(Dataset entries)
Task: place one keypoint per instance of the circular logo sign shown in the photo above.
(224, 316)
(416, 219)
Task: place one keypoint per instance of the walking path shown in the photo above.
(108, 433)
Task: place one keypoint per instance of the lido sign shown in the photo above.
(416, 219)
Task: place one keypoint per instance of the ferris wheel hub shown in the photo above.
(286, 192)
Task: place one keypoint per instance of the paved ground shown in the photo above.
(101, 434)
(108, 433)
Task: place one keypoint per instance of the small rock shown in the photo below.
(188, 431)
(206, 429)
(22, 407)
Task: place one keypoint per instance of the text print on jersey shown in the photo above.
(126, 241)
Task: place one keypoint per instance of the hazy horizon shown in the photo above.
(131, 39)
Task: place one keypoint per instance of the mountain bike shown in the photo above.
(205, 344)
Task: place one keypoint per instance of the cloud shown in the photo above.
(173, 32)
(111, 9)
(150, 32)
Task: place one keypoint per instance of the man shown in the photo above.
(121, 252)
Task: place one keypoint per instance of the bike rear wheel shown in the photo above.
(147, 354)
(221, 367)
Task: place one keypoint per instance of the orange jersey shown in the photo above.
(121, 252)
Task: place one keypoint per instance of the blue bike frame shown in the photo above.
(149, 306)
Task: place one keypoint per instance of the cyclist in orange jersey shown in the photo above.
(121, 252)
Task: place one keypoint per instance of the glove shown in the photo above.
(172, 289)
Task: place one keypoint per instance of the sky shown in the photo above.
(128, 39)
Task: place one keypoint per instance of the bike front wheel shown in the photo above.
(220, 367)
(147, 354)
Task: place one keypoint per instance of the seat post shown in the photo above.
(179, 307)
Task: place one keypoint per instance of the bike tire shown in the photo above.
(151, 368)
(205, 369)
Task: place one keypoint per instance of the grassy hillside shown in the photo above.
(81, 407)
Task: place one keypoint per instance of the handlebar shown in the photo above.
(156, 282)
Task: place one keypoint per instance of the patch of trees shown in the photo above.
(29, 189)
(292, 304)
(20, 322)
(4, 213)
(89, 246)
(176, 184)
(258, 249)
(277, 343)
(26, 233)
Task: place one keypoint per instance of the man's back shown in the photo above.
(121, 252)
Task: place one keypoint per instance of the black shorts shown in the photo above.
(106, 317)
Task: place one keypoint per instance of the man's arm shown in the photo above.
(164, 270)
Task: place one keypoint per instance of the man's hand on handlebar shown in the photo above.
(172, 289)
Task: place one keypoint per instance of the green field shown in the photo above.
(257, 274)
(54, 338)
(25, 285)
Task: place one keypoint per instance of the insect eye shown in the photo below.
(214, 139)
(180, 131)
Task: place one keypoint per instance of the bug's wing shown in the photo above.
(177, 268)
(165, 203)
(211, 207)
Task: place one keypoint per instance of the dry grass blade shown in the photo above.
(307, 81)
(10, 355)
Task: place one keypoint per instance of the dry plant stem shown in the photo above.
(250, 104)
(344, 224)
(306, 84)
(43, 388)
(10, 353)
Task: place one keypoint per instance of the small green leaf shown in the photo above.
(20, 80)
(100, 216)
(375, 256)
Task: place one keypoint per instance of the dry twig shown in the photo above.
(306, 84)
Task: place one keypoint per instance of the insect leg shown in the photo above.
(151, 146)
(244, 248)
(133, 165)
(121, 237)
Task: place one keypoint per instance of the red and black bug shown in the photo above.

- PROBLEM TO WORK ON
The records above need to be output again, verbatim.

- COMPLETED EXERCISE
Task: place one keypoint per instance of the circular logo sign shown in the photo above.
(224, 316)
(416, 219)
Task: place one keypoint per instance of the walking path shown in the photo above.
(108, 433)
Task: place one keypoint per instance of the lido sign shown in the photo above.
(416, 219)
Task: place one keypoint per instance of the ferris wheel hub shown in the photo above.
(286, 192)
Task: place one keypoint per instance of the paved ground shown in the photo above.
(101, 434)
(108, 433)
Task: place one keypoint per instance of the small rock shown in the photo below.
(188, 431)
(206, 429)
(22, 407)
Task: place one keypoint per instance of the text print on jersey shown in the photo above.
(126, 241)
Task: place one keypoint per instance of the hazy horizon shown in the photo above.
(131, 39)
Task: place one keypoint per instance of the mountain bike shown in the photo above.
(205, 344)
Task: place one keypoint per instance of the cloud shown in the photo above.
(173, 32)
(111, 9)
(150, 32)
Task: place one keypoint per instance of the man shown in the photo above.
(121, 252)
Task: place one keypoint per instance of the bike rear wheel shown in the photo above.
(147, 354)
(221, 367)
Task: place one keypoint per instance of the orange jersey shown in the photo above.
(121, 252)
Task: place one keypoint per instance of the blue bike frame shown in the photo above.
(149, 306)
Task: place one keypoint per instance of the cyclist in orange jersey shown in the photo above.
(121, 252)
Task: place one keypoint per instance of the glove shown in the photo above.
(172, 289)
Task: place one keypoint per instance of the sky shown in the photo above.
(128, 39)
Task: place one keypoint per instance of the bike front wheel shown in the photo above.
(220, 367)
(147, 354)
Task: place one keypoint per instance of the seat post shown in the photo above.
(179, 307)
Task: place one keypoint per instance of the bike tire shown in the photo above.
(151, 368)
(205, 369)
Task: place one keypoint per instance of the grassy hillside shown in the photo above.
(81, 407)
Task: place one keypoint per instance of the handlebar shown in the photo above.
(156, 282)
Task: place one keypoint per instance of the patch of trees shown in the photo above.
(29, 189)
(292, 304)
(20, 322)
(4, 213)
(89, 246)
(176, 184)
(258, 249)
(277, 343)
(26, 233)
Task: place one keypoint per instance of the man's back shown in the photo above.
(121, 252)
Task: place one keypoint per instance of the black shorts shown in the photo above.
(106, 317)
Task: place one keypoint per instance of the man's arm shown in the photo above.
(164, 270)
Task: place one keypoint per instance of the man's hand on handlebar shown in the photo above.
(172, 289)
Task: place one keypoint per instance of the green field shown in the photo above.
(257, 274)
(54, 338)
(25, 285)
Task: place one keypoint per instance of the insect eye shown in the photo below.
(214, 139)
(180, 131)
Task: place one keypoint per instance of the bug's wing shown in the photo above.
(177, 268)
(165, 203)
(211, 207)
Task: place one keypoint per instance of the dry grass blade shown in the photo above.
(307, 81)
(10, 355)
Task: place one keypoint per instance of the dry plant stem shown in the photo above.
(250, 104)
(344, 224)
(306, 84)
(43, 388)
(10, 353)
Task: place one keypoint per instance of the small green leaf shown in the photo above.
(20, 80)
(100, 216)
(375, 256)
Task: place one keypoint per instance of the dry twig shown in the photo above.
(306, 84)
Task: place one keypoint per instance of the insect leg shown in the photo above.
(151, 146)
(244, 248)
(133, 165)
(121, 237)
Task: place one keypoint per instance of the red and black bug shown in the photo above.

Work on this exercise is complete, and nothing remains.